WHAT TO WORK ON: Please answer from the passage on musculoskeletal conditions below: how many adults over 60 have a chronic MSK condition that limits daily activity?

PASSAGE SHOWN:
Two questions emerged:
“What are the barriers for the older adult who has begun a program of physical activity to sustain it?
What are the motivators that may help the older adult who has begun program of physical activity to sustain it?
Musculoskeletal (MSK) conditions are among the most debilitating nonfatal health diseases in older adults and significantly contribute to disability.
Chronic MSK conditions are the most common cause of long-term disability and activity limitation.1,2 In fact, one in four adults over 60 has a chronic MSK condition that limits daily activity. This has a dramatic impact on quality-of-life. Individuals with chronic MSK conditions are more likely to report poor overall health, serious psychological distress, and limited social participation.3,4 Many individuals experience a downward spiral in health due to the pain and disability associated with chronic MSK conditions (see Figure 1). Over 77% of adults with chronic MSK conditions are overweight or obese5 and more likely to have cardiovascular risk factors and excess mortality.6-8
Figure 1. Compounding Effects of Musculoskeletal Pain
Physical activity (PA) can disrupt the downward spiral resulting from chronic MSK conditions and is effective at reducing disability.9-11 Physically active individuals with chronic MSK conditions report better quality-of-life, less psychological distress and less disability.1,3,12 PA also reduces the health consequences of comorbidities, including reducing obesity13,14 and improves cardiovascular and metabolic function.15,16
Yet, people with chronic MSK conditions are significantly less likely to meet PA guidelines.17,18 Sustaining PA also remains a significant challenge for older adults with chronic MSK conditions.19 Many of these individuals are faced with concerns about the appropriateness of exercise given their condition, what to do when a new health concern arises, and how to modify their activity based on pain. Health providers often endorse PA and numerous community, state, and federal organizations have developed PA interventions for older adults. The problem is that stakeholder priorities are not aligned. The result is fragmented support for individuals with chronic MSK conditions. Additionally, many stakeholders are not trained in methods for influencing research and policy that can address this problem.

DATASET:
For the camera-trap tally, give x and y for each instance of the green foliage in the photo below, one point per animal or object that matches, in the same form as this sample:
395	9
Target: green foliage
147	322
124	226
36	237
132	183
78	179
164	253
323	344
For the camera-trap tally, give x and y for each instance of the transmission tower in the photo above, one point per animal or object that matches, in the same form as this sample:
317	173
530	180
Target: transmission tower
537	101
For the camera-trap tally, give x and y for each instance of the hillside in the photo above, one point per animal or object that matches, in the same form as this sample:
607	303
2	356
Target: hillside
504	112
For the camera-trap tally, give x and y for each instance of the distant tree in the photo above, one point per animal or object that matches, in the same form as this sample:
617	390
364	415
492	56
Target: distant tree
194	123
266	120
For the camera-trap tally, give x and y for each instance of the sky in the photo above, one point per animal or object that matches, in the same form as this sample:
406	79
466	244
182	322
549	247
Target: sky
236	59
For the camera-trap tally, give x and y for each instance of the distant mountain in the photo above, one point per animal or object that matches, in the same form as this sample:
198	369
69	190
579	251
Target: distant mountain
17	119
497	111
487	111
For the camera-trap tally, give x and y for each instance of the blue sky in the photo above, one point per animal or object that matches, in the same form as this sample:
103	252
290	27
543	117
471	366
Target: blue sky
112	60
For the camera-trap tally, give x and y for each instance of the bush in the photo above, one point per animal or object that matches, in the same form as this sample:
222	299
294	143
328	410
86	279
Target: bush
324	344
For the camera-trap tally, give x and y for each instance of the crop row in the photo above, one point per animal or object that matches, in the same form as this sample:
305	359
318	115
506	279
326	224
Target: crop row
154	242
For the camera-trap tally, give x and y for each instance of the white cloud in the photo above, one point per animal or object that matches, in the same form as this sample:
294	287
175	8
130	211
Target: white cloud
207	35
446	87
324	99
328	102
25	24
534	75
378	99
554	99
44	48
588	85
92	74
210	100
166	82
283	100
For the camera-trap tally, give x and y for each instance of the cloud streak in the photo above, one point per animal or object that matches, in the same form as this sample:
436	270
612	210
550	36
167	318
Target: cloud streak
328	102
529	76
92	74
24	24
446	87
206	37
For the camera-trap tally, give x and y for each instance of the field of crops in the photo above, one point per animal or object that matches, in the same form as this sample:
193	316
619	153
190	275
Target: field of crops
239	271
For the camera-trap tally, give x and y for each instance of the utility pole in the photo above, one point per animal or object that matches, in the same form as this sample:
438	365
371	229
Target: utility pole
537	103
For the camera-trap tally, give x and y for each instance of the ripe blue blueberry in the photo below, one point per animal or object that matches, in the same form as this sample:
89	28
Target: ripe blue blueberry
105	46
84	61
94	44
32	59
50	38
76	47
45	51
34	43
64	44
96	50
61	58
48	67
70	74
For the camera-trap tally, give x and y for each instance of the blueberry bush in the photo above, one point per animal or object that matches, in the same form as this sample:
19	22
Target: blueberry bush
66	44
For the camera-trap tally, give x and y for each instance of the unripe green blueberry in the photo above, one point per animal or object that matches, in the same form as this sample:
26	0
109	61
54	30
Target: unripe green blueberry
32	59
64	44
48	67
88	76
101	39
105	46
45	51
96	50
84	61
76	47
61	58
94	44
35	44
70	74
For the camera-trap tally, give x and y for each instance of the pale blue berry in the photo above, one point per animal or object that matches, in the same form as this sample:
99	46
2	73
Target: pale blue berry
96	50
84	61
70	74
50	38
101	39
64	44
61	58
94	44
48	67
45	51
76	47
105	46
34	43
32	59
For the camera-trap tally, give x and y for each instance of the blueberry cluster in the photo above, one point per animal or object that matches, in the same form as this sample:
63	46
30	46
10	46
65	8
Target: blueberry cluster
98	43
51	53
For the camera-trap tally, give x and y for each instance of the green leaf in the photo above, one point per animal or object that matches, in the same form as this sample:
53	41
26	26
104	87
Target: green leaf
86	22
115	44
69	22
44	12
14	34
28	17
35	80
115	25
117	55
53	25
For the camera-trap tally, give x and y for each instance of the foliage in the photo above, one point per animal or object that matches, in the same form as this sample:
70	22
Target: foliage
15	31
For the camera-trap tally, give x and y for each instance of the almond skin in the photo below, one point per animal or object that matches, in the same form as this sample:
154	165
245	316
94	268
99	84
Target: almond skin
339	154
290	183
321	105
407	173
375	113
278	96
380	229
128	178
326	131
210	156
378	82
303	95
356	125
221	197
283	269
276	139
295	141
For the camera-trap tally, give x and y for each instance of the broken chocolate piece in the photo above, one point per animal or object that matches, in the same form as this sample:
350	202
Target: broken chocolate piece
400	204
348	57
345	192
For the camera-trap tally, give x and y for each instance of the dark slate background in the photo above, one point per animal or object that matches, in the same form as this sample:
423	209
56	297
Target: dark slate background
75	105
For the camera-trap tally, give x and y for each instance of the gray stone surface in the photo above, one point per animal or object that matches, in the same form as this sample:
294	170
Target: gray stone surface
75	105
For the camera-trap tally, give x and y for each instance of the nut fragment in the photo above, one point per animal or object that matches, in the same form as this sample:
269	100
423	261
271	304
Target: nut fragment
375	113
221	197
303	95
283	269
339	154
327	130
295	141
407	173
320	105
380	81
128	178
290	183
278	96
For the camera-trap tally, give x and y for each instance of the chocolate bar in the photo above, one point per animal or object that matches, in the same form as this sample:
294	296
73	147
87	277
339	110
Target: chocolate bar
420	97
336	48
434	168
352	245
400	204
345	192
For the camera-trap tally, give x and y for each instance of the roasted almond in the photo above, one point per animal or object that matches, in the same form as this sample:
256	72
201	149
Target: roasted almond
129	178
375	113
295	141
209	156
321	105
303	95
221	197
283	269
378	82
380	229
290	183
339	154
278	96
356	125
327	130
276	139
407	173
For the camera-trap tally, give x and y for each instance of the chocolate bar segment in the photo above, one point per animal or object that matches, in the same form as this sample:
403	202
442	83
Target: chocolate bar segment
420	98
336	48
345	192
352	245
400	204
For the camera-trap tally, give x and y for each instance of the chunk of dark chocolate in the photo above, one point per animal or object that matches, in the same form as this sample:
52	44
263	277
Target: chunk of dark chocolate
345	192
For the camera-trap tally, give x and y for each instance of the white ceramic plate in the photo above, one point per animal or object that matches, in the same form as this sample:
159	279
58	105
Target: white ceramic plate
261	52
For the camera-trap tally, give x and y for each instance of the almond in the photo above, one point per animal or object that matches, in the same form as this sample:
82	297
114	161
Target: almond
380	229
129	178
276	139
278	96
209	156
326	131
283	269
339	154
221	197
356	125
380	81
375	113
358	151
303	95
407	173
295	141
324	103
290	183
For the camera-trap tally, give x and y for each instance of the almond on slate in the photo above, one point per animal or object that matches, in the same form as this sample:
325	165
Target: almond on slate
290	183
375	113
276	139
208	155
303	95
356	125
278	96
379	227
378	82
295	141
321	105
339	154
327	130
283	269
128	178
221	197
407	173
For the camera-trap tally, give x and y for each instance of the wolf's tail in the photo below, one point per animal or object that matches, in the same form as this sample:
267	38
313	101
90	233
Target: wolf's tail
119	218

WRITTEN SOLUTION: One in four.